GIVEN TEXT:
I do have some more thoughts on my Exile II post, but since I am barely keeping my head above water with exams, I am going to have to keep it short in responding to Mash and Shaijad’s insightful comments . Again, my apologies for this being utterly disjointed, vague and perhaps vapid:
1. I think I might have been misunderstood - and that’s my own fault. My point with #2 in the Exile II post was not to defend what the SOE government has been doing. This is why I started my post with talking about due process in #1. The rule of law is obviously preferable to me. My point, to clarify, was this: even if exile is the option that the SOE government wants to take, there is a way of doing it that would be consistent with the rule of law. This was the plea bargain option. The plea bargain option was not a description of what the government IS doing, but an idea for what they SHOULD HAVE BEEN if they cared (or even thought) about maintaining a modicum of transparency and accountability.
2. Instead of course, we agree, the SOE authorities decided to resort to naked unbridled power. Laying aside the morality of doing so (and I do think it is wrong to do so), the problem with naked unbridled power is that if you don’t have a lot of it, you overshoot. This is the fact that BNP failed to see in its machinations in its last term. And the lesson eluded the SOE government too, as we are seeing with the minus-2 option falling apart (as it seems to right now…) The SOE government overshot - as it was bound to do some time with its ad hoc decision-making that relied less upon process and legality and more upon strength and some claim of relative moral legitimacy.
The problem with relying on strength of course is that if there’s someone stronger, and strenght is all you’re depending on - you’re in trouble. The problem with relying on relative moral legitimacy is you have to live up to it. Double-talking advisors don’t help.
3. Think about what would have happened if the SOE government had gone through due process before exiling Khaleda Zia - for example by making her sign onto a plea bargain accompanied by a clear unambiguous statement from the government explaining why they were doing what they were doing. The Saudis would definitely not be able to humiliate them/make look plain silly by asking for Khaleda Zia to come to the embassy for a visa interview. And I’m thinking that a good segment of the population would point to the plea bargain and say, “They’re not bundling her away unfairly. She’s admitted to things, and because of the (objectively verifiable) reasons that the government is giving, it makes sense for her to be sent away. They’re being straight with us.” Instead we got double-speak, and naturally disillusionment.

(Entries from a dataset)
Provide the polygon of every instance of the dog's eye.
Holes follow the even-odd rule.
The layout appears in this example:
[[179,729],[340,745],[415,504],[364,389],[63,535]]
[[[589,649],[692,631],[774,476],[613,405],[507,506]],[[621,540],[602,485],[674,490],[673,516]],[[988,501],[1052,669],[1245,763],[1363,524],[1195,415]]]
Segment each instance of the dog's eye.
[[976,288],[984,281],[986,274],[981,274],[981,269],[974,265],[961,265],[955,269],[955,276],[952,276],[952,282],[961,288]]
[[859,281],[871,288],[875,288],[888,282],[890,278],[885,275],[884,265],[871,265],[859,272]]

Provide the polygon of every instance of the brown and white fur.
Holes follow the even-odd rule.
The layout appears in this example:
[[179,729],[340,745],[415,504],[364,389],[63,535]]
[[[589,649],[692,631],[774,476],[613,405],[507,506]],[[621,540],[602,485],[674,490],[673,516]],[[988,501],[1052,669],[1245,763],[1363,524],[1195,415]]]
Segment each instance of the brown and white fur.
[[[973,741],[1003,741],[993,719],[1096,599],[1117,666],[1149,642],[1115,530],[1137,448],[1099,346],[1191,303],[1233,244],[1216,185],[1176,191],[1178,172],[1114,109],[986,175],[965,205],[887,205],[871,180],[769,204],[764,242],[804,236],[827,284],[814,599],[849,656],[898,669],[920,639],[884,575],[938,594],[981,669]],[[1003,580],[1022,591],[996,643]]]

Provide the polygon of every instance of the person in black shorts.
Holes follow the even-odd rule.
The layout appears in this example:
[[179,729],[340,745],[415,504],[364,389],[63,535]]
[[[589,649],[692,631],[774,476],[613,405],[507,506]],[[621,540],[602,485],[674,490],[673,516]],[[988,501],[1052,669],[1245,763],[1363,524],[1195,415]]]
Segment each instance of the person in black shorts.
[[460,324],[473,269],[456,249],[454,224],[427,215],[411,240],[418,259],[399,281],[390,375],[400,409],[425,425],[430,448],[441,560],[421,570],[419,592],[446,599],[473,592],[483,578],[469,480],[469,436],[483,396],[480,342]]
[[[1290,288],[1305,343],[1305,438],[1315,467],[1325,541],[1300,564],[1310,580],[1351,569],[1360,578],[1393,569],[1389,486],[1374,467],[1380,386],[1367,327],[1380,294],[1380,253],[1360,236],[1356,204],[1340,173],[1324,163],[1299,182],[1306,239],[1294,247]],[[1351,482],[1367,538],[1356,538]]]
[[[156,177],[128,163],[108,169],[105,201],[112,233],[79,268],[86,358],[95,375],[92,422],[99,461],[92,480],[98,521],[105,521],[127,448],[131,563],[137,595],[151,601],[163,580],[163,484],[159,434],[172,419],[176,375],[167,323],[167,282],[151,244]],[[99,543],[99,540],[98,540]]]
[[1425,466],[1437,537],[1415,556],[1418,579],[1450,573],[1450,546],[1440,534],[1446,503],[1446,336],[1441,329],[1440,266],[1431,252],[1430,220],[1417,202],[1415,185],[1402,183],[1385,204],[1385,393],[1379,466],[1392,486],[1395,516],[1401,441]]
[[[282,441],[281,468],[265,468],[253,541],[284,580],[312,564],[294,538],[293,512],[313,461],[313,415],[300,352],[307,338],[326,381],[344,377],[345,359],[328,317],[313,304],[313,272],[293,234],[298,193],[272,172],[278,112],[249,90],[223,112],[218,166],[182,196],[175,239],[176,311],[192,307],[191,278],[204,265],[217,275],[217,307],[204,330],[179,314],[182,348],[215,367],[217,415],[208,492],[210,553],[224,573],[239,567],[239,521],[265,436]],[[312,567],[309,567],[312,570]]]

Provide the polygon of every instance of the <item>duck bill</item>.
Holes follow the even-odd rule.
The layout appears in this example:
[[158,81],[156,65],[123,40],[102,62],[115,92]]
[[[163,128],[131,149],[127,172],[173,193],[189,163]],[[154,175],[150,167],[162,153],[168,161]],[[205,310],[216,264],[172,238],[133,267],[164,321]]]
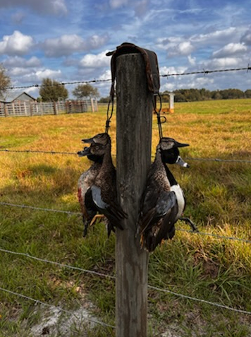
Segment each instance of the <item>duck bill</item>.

OBJECTIVE 1:
In the blog post, what option does the writer put forward as a way of carrying out exile that would be consistent with the rule of law?
OBJECTIVE 2:
Duplicate the part of the blog post starting with "The problem with relying on strength" and going on through "advisors don’t help.".

TASK OUTPUT 1:
The plea bargain option.

TASK OUTPUT 2:
The problem with relying on strength of course is that if there’s someone stronger, and strenght is all you’re depending on - you’re in trouble. The problem with relying on relative moral legitimacy is you have to live up to it. Double-talking advisors don’t help.